EXTRAIT PROPOSÉ:
★ ★ ★ ★ ★

Excès de mots

Tout comme les mouvements les plus frénétiques ne pourront jamais compenser le manque d’action, l’excès de communication ne pourra jamais compenser le manque de contenu.

La tempête de données, qui frappe chaque jour même les habitants les plus isolés de cette terre, conduit essentiellement à quatre situations :

• Incompréhension et rejet causés par l’ubiquité de l’information.

• Confusion dans le calcul des priorités, due à une action marketing sévère et subtile.

• Sentiment de catastrophe imminente lié à la nature du message : généralement de danger et de menace.

• Absence de réponse pertinente et éventuellement efficace.

Pour expliquer le problème de communication qui nous touche et comment, le parasitage omniprésent affecte notre activité intellectuelle et sociale, je prendrai pour exemple un simple vol régulier…

Imaginons que vous voyagez dans un avion de Rome à Paris.

Pendant le vol, les informations extérieures utiles et indispensables concernent les avions que nous croiserons sur notre route, des informations sur notre appareil et bien sûr la météo.

Les informations concernant les vols entre Sydney et Singapour ne seraient pas utiles et en tout cas inutiles à traiter.

★ ★ ★ ★ ★

EXERCICE ÉCRIT 1:
Restituez le passage de l'extrait sur l'excès de communication compris entre « Excès de mots » et « sévère et subtile. », bornes incluses.

DONNÉES FOURNIES:

★ ★ ★ ★ ★

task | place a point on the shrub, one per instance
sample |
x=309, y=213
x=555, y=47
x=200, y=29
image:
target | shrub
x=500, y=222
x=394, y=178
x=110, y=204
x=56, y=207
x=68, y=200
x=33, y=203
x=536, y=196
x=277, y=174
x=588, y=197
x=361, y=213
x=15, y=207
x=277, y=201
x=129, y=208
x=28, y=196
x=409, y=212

★ ★ ★ ★ ★

EXERCICE ÉCRIT 2:
Dans l'ensemble du listing, substituez « bush » à « shrub », puis redonnez-le sans aucune autre modification.

RÉPONSE ATTENDUE 1:
Excès de mots

Tout comme les mouvements les plus frénétiques ne pourront jamais compenser le manque d’action, l’excès de communication ne pourra jamais compenser le manque de contenu.

La tempête de données, qui frappe chaque jour même les habitants les plus isolés de cette terre, conduit essentiellement à quatre situations :

• Incompréhension et rejet causés par l’ubiquité de l’information.

• Confusion dans le calcul des priorités, due à une action marketing sévère et subtile.

RÉPONSE ATTENDUE 2:
task | place a point on the bush, one per instance
sample |
x=309, y=213
x=555, y=47
x=200, y=29
image:
target | bush
x=500, y=222
x=394, y=178
x=110, y=204
x=56, y=207
x=68, y=200
x=33, y=203
x=536, y=196
x=277, y=174
x=588, y=197
x=361, y=213
x=15, y=207
x=277, y=201
x=129, y=208
x=28, y=196
x=409, y=212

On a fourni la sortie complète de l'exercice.